SET TASK:
Find every line in the items below that contains the word "cable" and copy each of those lines.

DATA PROVIDED:
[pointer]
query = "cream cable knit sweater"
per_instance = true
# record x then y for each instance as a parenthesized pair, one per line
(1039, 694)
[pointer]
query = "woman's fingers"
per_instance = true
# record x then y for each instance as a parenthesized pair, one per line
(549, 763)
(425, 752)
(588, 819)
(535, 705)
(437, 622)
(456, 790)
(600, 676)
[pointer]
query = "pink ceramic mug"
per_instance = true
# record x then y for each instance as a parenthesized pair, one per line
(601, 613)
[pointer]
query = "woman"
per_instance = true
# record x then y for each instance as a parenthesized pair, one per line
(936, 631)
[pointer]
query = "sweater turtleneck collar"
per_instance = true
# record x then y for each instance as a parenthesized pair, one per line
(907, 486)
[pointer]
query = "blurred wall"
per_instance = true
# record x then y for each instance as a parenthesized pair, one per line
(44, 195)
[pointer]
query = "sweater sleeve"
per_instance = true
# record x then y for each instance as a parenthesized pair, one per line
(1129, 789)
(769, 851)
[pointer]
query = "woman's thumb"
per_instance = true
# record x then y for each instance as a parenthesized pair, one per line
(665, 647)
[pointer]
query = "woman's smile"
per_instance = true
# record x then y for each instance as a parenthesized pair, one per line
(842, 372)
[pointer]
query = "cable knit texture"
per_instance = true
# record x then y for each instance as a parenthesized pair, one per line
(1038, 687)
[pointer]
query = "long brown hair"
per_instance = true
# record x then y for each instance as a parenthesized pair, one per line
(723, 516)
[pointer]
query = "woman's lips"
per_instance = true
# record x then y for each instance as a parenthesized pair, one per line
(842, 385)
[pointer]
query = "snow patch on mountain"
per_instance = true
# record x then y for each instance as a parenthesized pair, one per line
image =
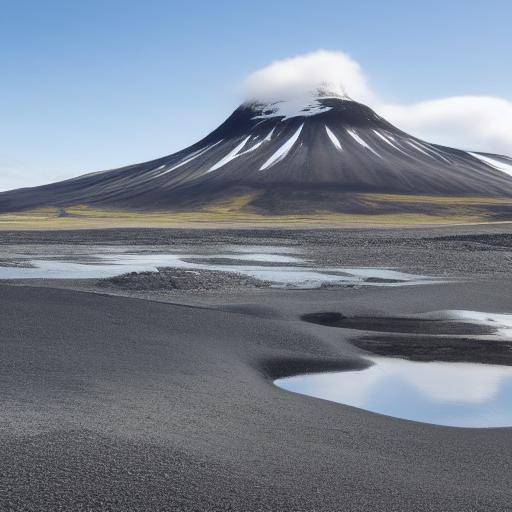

RESULT OF THE EXERCISE:
query = "cream cable knit sweater"
query = "cable knit texture"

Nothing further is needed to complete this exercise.